======== Page text
Andrea Petkovic: No seed, no problem. Crowd favorite Petkovic brought her irrepressible energy to Washington, defeating two seeds en route to her second final of the summer. Even though her semifinal started well after midnight, she managed to outlast fourth seed Alize Cornet. That timing probably cost her for the final, which one would have favored Petkovic to win otherwise. The streaky German will benefit from the confidence gained this week almost as much as the ranking points. Like Tursunov, Petkovic will leap back into the top 50.
Ana Ivanovic: Despite traveling without a regular coach, Ivanovic still found promising form in Carlsbad. The tournament marked her first semifinal of 2013 but her second in three years at this tournament. Suited to the relaxed resort atmosphere, Ivanovic avenged a loss in last year’s US Open Series to Roberta Vinci before extending Azarenka to a third set. She will recapture the top spot among Serbian women from Jelena Jankovic, whose spring momentum has faded.
Dmitry Tursunov: The Russian-born resident of the United States exploited a decimated section of the Washington draw. Tursunov excelled at saving break points at a tournament where service holds and tiebreaks proliferated. Defeating former champion Radek Stepanek, he reached his first outdoor semifinal since winning a grass tournament in 2011. Rejoining the top 50 next week, Tursunov finds his quick-strike style suited to the fast courts of the American summer.
================
======== Dataset content
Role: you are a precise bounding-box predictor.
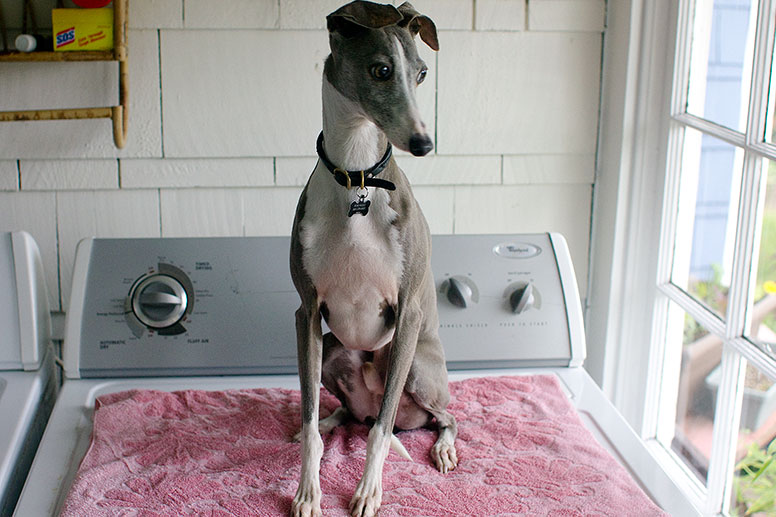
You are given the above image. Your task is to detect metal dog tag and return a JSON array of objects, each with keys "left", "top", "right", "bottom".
[{"left": 348, "top": 196, "right": 372, "bottom": 217}]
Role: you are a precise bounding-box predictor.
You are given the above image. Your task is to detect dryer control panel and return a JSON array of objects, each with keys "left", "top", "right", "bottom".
[{"left": 63, "top": 234, "right": 584, "bottom": 378}]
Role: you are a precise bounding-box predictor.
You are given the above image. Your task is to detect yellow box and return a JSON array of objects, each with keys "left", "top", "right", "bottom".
[{"left": 51, "top": 9, "right": 113, "bottom": 52}]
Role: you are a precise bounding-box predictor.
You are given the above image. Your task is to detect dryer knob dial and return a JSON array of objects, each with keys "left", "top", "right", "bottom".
[
  {"left": 447, "top": 277, "right": 477, "bottom": 309},
  {"left": 509, "top": 284, "right": 535, "bottom": 314},
  {"left": 130, "top": 273, "right": 189, "bottom": 329}
]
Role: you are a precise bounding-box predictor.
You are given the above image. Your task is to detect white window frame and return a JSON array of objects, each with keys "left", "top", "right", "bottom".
[{"left": 586, "top": 0, "right": 776, "bottom": 515}]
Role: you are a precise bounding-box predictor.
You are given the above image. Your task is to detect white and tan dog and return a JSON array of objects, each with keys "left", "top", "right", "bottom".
[{"left": 291, "top": 1, "right": 458, "bottom": 517}]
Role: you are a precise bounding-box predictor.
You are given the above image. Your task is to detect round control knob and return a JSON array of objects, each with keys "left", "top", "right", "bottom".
[
  {"left": 129, "top": 273, "right": 189, "bottom": 329},
  {"left": 509, "top": 284, "right": 536, "bottom": 314},
  {"left": 442, "top": 276, "right": 479, "bottom": 309}
]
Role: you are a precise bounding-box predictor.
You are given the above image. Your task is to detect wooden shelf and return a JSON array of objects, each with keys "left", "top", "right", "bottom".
[
  {"left": 0, "top": 50, "right": 117, "bottom": 63},
  {"left": 0, "top": 0, "right": 129, "bottom": 149}
]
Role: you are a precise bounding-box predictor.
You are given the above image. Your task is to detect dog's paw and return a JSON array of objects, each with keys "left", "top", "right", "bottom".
[
  {"left": 431, "top": 439, "right": 458, "bottom": 474},
  {"left": 350, "top": 478, "right": 383, "bottom": 517},
  {"left": 291, "top": 485, "right": 323, "bottom": 517}
]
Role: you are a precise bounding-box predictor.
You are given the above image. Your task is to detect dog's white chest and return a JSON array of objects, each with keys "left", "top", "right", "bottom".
[{"left": 300, "top": 170, "right": 404, "bottom": 350}]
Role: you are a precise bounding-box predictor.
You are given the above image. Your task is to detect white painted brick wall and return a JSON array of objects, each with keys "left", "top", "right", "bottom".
[
  {"left": 0, "top": 160, "right": 19, "bottom": 190},
  {"left": 0, "top": 0, "right": 606, "bottom": 307}
]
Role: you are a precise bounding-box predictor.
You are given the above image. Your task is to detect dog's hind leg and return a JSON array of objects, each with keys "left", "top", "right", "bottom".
[
  {"left": 407, "top": 334, "right": 458, "bottom": 473},
  {"left": 291, "top": 305, "right": 323, "bottom": 517}
]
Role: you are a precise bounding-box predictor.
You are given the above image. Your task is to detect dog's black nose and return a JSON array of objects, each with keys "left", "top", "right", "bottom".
[{"left": 410, "top": 133, "right": 434, "bottom": 156}]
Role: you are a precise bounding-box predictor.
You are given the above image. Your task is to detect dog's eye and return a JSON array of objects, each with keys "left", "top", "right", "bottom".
[{"left": 372, "top": 65, "right": 393, "bottom": 81}]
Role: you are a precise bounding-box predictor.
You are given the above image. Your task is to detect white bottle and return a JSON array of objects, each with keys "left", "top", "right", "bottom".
[{"left": 14, "top": 34, "right": 51, "bottom": 52}]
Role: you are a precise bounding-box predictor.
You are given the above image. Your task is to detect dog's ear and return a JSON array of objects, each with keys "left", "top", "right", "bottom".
[
  {"left": 326, "top": 0, "right": 403, "bottom": 38},
  {"left": 398, "top": 2, "right": 439, "bottom": 50}
]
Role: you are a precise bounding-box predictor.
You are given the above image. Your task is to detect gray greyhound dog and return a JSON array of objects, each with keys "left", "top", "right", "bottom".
[{"left": 291, "top": 1, "right": 458, "bottom": 517}]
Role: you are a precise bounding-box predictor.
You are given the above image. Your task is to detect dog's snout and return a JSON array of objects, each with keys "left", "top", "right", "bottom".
[{"left": 410, "top": 133, "right": 434, "bottom": 156}]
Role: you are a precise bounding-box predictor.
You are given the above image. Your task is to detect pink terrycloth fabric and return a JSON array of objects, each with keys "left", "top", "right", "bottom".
[{"left": 62, "top": 375, "right": 665, "bottom": 517}]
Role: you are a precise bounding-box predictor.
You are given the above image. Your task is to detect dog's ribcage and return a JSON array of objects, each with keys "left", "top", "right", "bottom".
[{"left": 300, "top": 165, "right": 404, "bottom": 350}]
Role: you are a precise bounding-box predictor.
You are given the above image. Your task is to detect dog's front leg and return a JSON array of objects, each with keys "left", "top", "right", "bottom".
[
  {"left": 291, "top": 304, "right": 323, "bottom": 517},
  {"left": 350, "top": 300, "right": 422, "bottom": 517}
]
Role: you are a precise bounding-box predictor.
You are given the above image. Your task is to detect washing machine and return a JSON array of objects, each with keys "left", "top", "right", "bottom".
[{"left": 0, "top": 231, "right": 57, "bottom": 515}]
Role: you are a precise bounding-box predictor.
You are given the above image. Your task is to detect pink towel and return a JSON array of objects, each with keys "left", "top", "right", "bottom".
[{"left": 62, "top": 375, "right": 665, "bottom": 517}]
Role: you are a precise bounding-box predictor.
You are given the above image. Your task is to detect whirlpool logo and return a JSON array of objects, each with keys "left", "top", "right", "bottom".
[{"left": 56, "top": 27, "right": 75, "bottom": 48}]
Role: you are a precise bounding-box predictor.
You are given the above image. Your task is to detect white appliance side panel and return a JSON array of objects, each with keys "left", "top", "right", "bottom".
[{"left": 0, "top": 232, "right": 22, "bottom": 370}]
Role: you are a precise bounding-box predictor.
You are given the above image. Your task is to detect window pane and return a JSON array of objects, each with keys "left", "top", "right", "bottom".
[
  {"left": 765, "top": 29, "right": 776, "bottom": 143},
  {"left": 730, "top": 365, "right": 776, "bottom": 515},
  {"left": 750, "top": 160, "right": 776, "bottom": 360},
  {"left": 671, "top": 128, "right": 743, "bottom": 317},
  {"left": 687, "top": 0, "right": 757, "bottom": 131},
  {"left": 661, "top": 303, "right": 722, "bottom": 483}
]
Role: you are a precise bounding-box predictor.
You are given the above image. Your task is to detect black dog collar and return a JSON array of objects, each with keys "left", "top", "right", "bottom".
[{"left": 315, "top": 131, "right": 396, "bottom": 190}]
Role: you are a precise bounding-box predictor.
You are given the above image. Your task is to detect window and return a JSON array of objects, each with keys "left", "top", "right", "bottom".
[{"left": 642, "top": 0, "right": 776, "bottom": 516}]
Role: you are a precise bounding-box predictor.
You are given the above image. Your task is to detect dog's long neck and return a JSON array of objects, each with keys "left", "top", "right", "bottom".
[{"left": 323, "top": 75, "right": 388, "bottom": 170}]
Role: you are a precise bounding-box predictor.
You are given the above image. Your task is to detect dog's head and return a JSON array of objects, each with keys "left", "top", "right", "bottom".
[{"left": 326, "top": 0, "right": 439, "bottom": 156}]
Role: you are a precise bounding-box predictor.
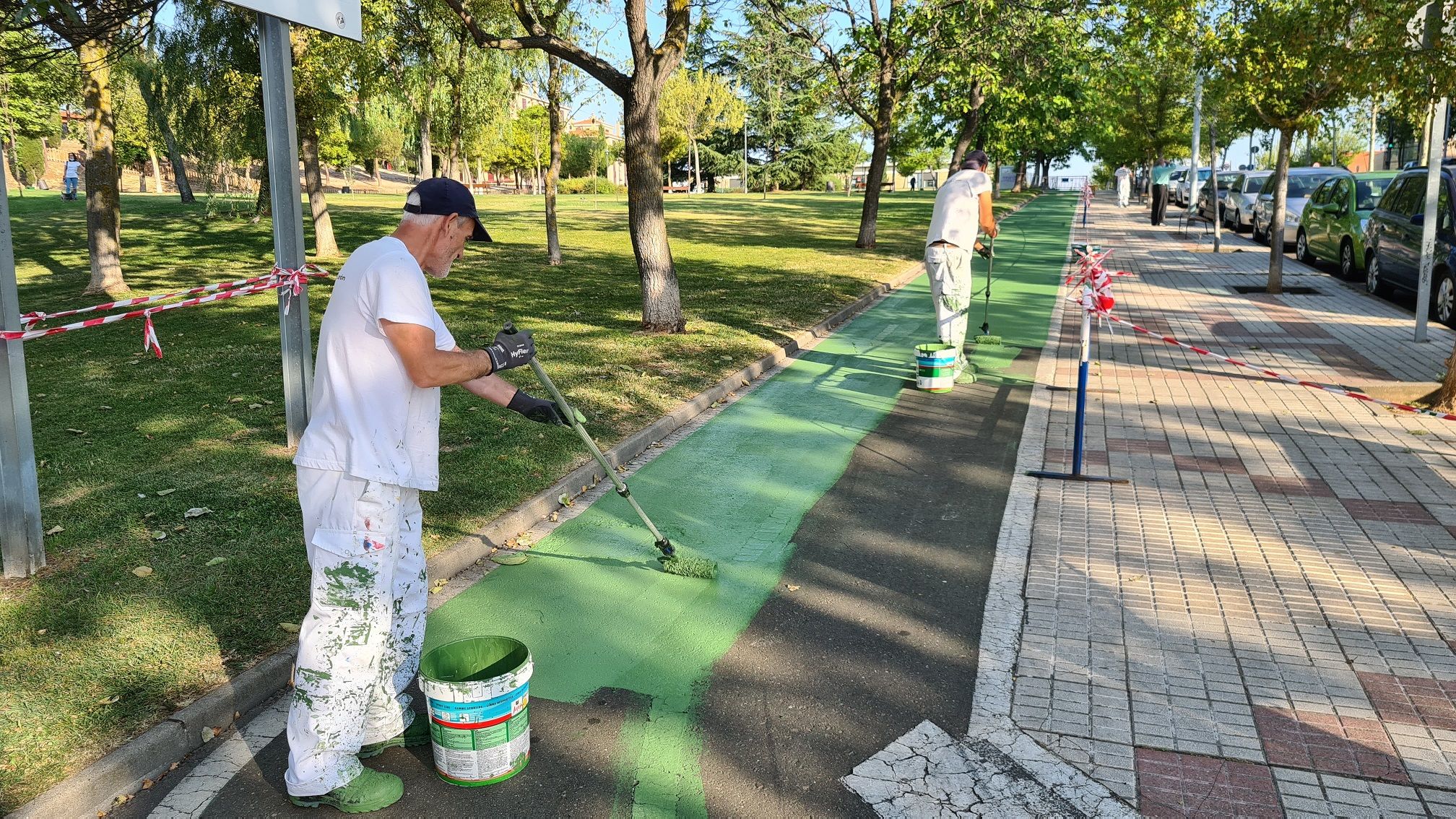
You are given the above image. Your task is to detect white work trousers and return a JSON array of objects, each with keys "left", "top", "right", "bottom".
[
  {"left": 924, "top": 245, "right": 971, "bottom": 361},
  {"left": 284, "top": 467, "right": 427, "bottom": 796}
]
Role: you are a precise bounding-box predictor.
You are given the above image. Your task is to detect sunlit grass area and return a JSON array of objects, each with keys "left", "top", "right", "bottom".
[{"left": 0, "top": 185, "right": 1025, "bottom": 810}]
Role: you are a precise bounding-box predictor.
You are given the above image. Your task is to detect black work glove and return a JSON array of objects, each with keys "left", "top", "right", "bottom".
[
  {"left": 506, "top": 389, "right": 566, "bottom": 427},
  {"left": 485, "top": 329, "right": 536, "bottom": 373}
]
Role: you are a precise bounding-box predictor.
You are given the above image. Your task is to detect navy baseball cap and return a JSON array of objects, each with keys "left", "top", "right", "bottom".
[{"left": 404, "top": 176, "right": 492, "bottom": 242}]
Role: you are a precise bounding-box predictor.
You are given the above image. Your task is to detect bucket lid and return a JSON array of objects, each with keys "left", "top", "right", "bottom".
[{"left": 420, "top": 637, "right": 532, "bottom": 700}]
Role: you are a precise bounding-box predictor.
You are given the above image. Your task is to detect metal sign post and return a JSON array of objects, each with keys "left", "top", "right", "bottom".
[
  {"left": 0, "top": 172, "right": 45, "bottom": 577},
  {"left": 258, "top": 12, "right": 313, "bottom": 446}
]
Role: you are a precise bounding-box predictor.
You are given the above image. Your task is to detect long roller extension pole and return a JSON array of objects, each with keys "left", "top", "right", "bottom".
[{"left": 532, "top": 357, "right": 672, "bottom": 555}]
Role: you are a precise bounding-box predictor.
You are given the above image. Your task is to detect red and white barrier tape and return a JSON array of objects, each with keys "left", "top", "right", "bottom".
[
  {"left": 1066, "top": 238, "right": 1456, "bottom": 421},
  {"left": 1092, "top": 311, "right": 1456, "bottom": 421},
  {"left": 0, "top": 264, "right": 329, "bottom": 358}
]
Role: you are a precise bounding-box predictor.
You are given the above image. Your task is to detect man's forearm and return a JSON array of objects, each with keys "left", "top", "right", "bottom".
[{"left": 460, "top": 375, "right": 516, "bottom": 407}]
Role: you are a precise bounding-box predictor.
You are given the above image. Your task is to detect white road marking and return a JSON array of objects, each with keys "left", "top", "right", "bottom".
[{"left": 149, "top": 693, "right": 292, "bottom": 819}]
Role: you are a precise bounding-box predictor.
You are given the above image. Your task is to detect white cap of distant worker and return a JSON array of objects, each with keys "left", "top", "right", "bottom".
[{"left": 924, "top": 150, "right": 996, "bottom": 379}]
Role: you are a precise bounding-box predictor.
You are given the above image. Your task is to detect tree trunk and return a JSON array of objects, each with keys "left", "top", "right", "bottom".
[
  {"left": 298, "top": 127, "right": 339, "bottom": 256},
  {"left": 546, "top": 57, "right": 560, "bottom": 265},
  {"left": 76, "top": 39, "right": 126, "bottom": 295},
  {"left": 147, "top": 144, "right": 165, "bottom": 194},
  {"left": 420, "top": 108, "right": 436, "bottom": 179},
  {"left": 1265, "top": 129, "right": 1294, "bottom": 296},
  {"left": 950, "top": 82, "right": 986, "bottom": 172},
  {"left": 254, "top": 163, "right": 272, "bottom": 222},
  {"left": 854, "top": 116, "right": 890, "bottom": 241},
  {"left": 622, "top": 79, "right": 688, "bottom": 332}
]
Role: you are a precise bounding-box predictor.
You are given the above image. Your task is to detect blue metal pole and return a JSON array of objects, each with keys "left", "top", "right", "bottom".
[{"left": 1072, "top": 289, "right": 1092, "bottom": 477}]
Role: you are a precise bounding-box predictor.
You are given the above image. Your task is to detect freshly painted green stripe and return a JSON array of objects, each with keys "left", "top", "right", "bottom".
[
  {"left": 427, "top": 191, "right": 1076, "bottom": 816},
  {"left": 968, "top": 194, "right": 1080, "bottom": 384},
  {"left": 427, "top": 272, "right": 933, "bottom": 813}
]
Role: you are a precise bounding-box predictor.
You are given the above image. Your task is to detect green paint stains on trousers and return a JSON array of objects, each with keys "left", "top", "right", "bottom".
[{"left": 427, "top": 278, "right": 935, "bottom": 813}]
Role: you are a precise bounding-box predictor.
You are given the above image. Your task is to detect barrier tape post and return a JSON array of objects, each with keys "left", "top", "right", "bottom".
[
  {"left": 0, "top": 162, "right": 45, "bottom": 577},
  {"left": 1026, "top": 248, "right": 1128, "bottom": 484}
]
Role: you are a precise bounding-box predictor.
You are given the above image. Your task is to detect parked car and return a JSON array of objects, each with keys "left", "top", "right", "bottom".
[
  {"left": 1171, "top": 168, "right": 1213, "bottom": 207},
  {"left": 1254, "top": 168, "right": 1350, "bottom": 245},
  {"left": 1198, "top": 170, "right": 1244, "bottom": 220},
  {"left": 1223, "top": 170, "right": 1274, "bottom": 230},
  {"left": 1366, "top": 162, "right": 1456, "bottom": 326},
  {"left": 1294, "top": 170, "right": 1399, "bottom": 278}
]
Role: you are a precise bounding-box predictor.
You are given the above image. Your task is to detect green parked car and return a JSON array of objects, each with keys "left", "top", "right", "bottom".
[{"left": 1294, "top": 170, "right": 1399, "bottom": 278}]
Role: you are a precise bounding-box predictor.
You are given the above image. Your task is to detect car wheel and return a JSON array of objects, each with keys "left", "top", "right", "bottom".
[
  {"left": 1366, "top": 251, "right": 1390, "bottom": 296},
  {"left": 1431, "top": 269, "right": 1456, "bottom": 326},
  {"left": 1340, "top": 239, "right": 1358, "bottom": 281},
  {"left": 1294, "top": 228, "right": 1314, "bottom": 265}
]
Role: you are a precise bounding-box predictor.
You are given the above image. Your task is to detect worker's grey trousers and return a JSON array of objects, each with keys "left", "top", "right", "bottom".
[
  {"left": 924, "top": 245, "right": 971, "bottom": 369},
  {"left": 284, "top": 467, "right": 427, "bottom": 796}
]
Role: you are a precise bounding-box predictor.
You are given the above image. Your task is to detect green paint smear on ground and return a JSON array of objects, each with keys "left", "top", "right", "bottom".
[
  {"left": 970, "top": 194, "right": 1080, "bottom": 384},
  {"left": 425, "top": 196, "right": 1075, "bottom": 816}
]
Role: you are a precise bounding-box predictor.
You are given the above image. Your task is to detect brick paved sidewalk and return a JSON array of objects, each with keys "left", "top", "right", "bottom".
[{"left": 995, "top": 191, "right": 1456, "bottom": 816}]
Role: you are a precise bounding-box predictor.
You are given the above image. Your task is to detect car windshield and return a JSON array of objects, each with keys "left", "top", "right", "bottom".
[
  {"left": 1356, "top": 178, "right": 1395, "bottom": 210},
  {"left": 1286, "top": 173, "right": 1334, "bottom": 199}
]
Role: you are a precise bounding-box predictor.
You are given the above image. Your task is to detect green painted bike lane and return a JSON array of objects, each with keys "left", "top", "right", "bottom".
[{"left": 427, "top": 195, "right": 1076, "bottom": 816}]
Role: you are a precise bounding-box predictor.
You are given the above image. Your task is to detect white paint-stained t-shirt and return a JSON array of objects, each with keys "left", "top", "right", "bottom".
[
  {"left": 924, "top": 170, "right": 992, "bottom": 249},
  {"left": 292, "top": 236, "right": 456, "bottom": 491}
]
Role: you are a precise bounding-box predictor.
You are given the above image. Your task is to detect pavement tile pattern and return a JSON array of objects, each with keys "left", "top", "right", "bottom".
[{"left": 1002, "top": 196, "right": 1456, "bottom": 816}]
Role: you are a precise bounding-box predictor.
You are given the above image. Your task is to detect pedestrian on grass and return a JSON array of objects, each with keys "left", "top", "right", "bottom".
[
  {"left": 1112, "top": 162, "right": 1132, "bottom": 207},
  {"left": 1152, "top": 159, "right": 1174, "bottom": 225},
  {"left": 61, "top": 153, "right": 82, "bottom": 201},
  {"left": 284, "top": 178, "right": 562, "bottom": 813},
  {"left": 924, "top": 150, "right": 996, "bottom": 378}
]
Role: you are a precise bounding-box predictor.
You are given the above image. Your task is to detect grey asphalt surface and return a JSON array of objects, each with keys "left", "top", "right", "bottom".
[{"left": 110, "top": 350, "right": 1038, "bottom": 819}]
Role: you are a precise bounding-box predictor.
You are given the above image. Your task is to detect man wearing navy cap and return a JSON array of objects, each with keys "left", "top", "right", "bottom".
[{"left": 284, "top": 178, "right": 562, "bottom": 813}]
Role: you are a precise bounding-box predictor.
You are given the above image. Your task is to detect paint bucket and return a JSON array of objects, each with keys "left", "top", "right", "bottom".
[
  {"left": 420, "top": 637, "right": 532, "bottom": 786},
  {"left": 914, "top": 344, "right": 958, "bottom": 392}
]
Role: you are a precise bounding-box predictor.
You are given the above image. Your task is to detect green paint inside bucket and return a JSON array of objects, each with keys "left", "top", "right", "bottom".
[{"left": 420, "top": 637, "right": 532, "bottom": 786}]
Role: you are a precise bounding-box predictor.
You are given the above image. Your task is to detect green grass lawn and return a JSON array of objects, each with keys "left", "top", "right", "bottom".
[{"left": 0, "top": 185, "right": 1025, "bottom": 810}]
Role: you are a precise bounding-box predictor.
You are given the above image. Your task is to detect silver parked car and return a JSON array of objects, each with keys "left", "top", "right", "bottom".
[
  {"left": 1223, "top": 170, "right": 1274, "bottom": 230},
  {"left": 1198, "top": 170, "right": 1244, "bottom": 222},
  {"left": 1254, "top": 168, "right": 1351, "bottom": 245},
  {"left": 1172, "top": 168, "right": 1213, "bottom": 207}
]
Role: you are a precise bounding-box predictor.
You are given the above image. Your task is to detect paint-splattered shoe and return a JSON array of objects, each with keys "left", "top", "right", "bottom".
[
  {"left": 355, "top": 714, "right": 430, "bottom": 759},
  {"left": 288, "top": 768, "right": 404, "bottom": 813}
]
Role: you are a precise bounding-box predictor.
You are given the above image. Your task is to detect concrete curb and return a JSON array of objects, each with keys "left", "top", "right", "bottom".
[{"left": 6, "top": 189, "right": 1035, "bottom": 819}]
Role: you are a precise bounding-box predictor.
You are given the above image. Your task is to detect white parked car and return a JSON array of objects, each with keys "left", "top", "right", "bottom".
[{"left": 1223, "top": 170, "right": 1274, "bottom": 230}]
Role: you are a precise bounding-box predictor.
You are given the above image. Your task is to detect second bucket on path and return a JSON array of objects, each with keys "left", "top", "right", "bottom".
[
  {"left": 420, "top": 637, "right": 532, "bottom": 786},
  {"left": 914, "top": 344, "right": 957, "bottom": 392}
]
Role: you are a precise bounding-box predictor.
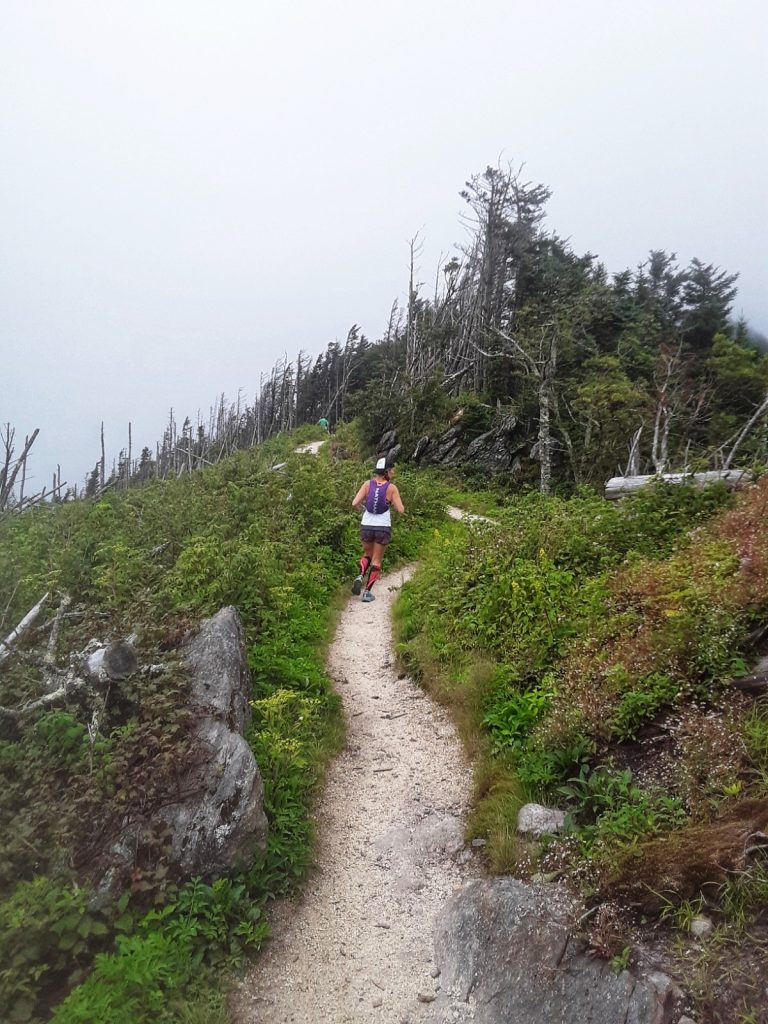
================
Instructions:
1 > In the tennis recap, reproduce the passage between "Andrea Petkovic: No" and "the top 50.", inclusive.
2 > Summarize the tennis recap in two sentences.
3 > According to the tennis recap, which former champion did Tursunov defeat?

Answers provided:
1 >
Andrea Petkovic: No seed, no problem. Crowd favorite Petkovic brought her irrepressible energy to Washington, defeating two seeds en route to her second final of the summer. Even though her semifinal started well after midnight, she managed to outlast fourth seed Alize Cornet. That timing probably cost her for the final, which one would have favored Petkovic to win otherwise. The streaky German will benefit from the confidence gained this week almost as much as the ranking points. Like Tursunov, Petkovic will leap back into the top 50.

2 > Andrea Petkovic beat two seeds on her way to the Washington final and will return to the top 50. Ana Ivanovic reached her first semifinal of 2013 in Carlsbad without a regular coach, and Dmitry Tursunov reached his first outdoor semifinal since 2011 in Washington and will also rejoin the top 50.

3 > Radek Stepanek.